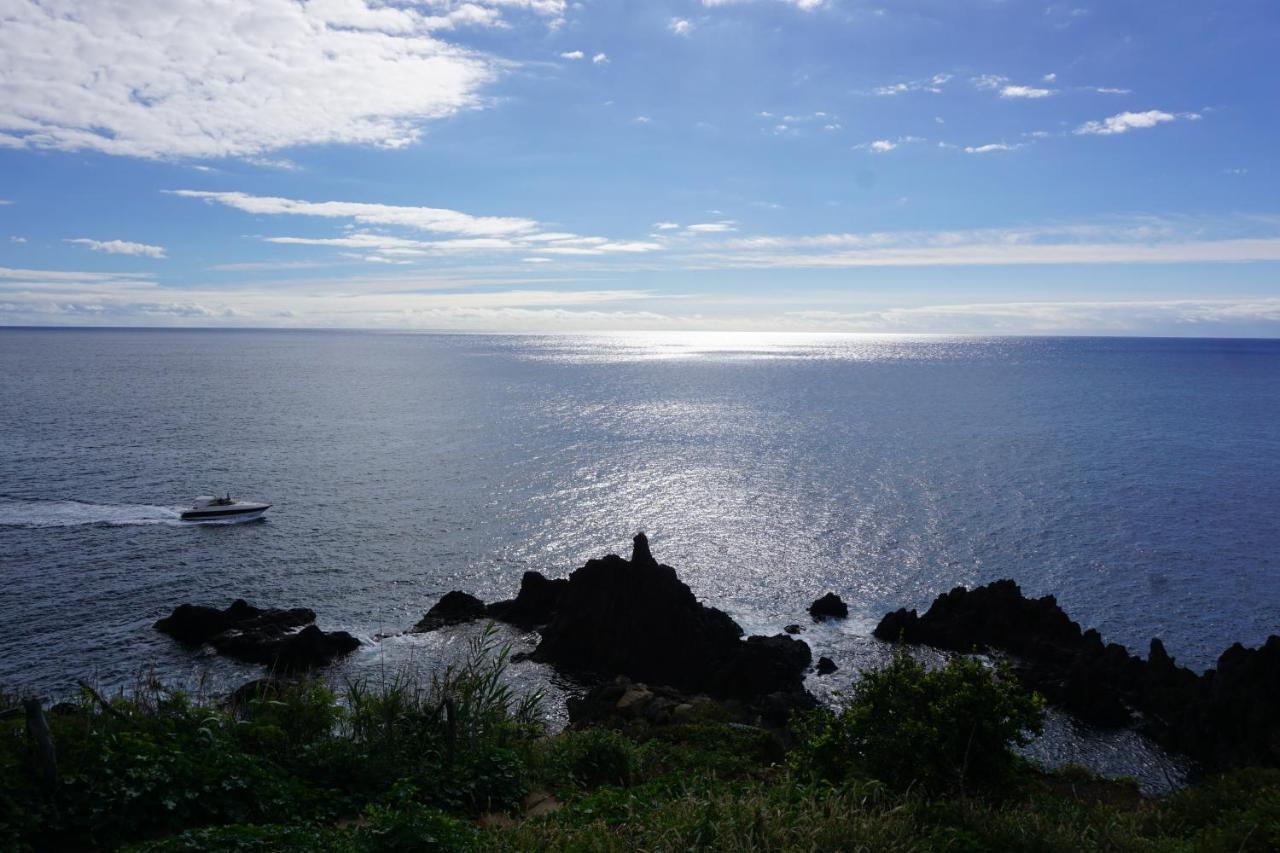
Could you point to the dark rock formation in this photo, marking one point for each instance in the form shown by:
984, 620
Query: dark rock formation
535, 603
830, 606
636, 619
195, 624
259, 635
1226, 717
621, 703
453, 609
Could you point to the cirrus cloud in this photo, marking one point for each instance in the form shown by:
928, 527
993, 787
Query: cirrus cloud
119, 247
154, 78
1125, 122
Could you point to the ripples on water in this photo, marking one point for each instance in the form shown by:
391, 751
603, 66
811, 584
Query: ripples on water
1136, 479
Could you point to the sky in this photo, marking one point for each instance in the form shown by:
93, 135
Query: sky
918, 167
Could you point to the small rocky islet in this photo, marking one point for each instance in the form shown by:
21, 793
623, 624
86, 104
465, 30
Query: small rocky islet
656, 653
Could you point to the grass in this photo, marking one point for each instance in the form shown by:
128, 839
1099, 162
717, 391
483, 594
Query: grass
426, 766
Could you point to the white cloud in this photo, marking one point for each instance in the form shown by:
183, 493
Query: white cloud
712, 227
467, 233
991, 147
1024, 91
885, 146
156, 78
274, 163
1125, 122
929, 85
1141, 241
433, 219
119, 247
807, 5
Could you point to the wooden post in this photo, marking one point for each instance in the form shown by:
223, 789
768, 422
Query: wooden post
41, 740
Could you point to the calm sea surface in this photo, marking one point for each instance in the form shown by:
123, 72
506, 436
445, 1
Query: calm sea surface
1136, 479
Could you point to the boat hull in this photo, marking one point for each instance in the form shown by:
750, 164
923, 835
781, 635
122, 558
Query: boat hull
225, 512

§ §

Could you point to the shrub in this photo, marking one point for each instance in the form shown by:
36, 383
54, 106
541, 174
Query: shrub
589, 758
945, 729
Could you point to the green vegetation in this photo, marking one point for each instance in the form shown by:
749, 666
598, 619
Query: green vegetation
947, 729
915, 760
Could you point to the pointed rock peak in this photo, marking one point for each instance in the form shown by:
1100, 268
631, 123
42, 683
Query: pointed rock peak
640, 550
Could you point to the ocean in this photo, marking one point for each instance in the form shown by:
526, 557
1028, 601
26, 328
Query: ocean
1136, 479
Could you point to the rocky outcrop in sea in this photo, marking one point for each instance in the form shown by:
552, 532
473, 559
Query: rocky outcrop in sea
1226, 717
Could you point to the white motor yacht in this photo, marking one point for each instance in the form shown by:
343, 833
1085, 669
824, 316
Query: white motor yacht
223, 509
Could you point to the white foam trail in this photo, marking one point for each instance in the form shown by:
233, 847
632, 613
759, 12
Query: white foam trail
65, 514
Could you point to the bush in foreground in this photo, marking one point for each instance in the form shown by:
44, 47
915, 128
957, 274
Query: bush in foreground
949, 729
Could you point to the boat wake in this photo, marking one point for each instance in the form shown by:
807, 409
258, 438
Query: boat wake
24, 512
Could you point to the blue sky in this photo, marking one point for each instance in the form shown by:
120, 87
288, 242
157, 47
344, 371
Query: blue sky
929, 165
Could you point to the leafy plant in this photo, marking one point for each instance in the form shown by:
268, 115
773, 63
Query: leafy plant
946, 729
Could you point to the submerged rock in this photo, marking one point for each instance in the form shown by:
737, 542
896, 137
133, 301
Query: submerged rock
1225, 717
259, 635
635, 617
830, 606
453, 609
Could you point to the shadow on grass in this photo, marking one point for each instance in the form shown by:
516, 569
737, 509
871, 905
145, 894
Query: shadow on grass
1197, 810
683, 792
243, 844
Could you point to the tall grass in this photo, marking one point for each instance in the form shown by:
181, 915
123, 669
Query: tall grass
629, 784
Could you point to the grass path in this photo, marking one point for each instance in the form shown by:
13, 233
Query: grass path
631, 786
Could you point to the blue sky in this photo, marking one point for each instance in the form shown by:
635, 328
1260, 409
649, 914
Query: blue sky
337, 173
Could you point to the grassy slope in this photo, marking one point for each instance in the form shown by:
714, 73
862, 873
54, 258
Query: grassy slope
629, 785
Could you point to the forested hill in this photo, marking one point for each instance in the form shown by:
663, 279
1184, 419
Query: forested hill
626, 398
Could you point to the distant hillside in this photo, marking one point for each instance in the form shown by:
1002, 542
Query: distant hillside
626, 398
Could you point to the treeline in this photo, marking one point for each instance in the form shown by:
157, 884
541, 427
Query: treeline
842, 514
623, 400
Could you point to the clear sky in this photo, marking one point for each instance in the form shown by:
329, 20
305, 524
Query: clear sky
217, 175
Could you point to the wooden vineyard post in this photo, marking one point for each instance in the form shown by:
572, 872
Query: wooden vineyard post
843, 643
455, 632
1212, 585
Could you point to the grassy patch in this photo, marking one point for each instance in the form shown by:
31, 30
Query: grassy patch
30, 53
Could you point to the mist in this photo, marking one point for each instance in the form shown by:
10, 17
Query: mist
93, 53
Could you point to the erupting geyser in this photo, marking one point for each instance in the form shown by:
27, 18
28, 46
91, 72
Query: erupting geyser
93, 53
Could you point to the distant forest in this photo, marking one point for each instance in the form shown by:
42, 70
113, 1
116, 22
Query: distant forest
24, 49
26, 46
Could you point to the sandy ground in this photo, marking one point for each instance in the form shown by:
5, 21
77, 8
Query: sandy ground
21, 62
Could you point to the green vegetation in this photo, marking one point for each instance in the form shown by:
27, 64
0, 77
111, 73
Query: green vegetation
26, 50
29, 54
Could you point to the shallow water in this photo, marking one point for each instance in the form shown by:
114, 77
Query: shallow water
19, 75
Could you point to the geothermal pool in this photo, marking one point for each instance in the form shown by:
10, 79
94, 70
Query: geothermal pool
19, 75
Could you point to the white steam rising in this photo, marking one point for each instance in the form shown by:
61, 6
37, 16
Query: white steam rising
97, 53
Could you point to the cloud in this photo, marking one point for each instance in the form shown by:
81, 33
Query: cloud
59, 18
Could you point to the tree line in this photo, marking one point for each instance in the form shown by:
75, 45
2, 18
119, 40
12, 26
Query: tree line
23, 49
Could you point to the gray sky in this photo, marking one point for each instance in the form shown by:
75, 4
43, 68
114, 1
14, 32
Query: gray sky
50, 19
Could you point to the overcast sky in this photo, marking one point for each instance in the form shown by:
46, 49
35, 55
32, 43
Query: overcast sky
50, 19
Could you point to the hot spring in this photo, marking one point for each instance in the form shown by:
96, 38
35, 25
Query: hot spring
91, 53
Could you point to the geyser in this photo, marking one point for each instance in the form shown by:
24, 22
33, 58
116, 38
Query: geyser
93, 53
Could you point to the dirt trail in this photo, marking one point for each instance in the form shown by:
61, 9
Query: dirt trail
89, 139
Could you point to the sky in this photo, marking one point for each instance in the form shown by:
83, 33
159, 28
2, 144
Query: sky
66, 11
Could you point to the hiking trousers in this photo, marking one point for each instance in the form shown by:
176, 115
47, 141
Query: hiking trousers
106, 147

§ §

WORK TO DO
Filter the lines above, keeping only those that contain the word "hillside", and copy each one out.

RESULT FOR THIS EXERCISE
Could you point to the distant hillside in this photo, marking one point for each instance in the form shown by:
Query: distant hillside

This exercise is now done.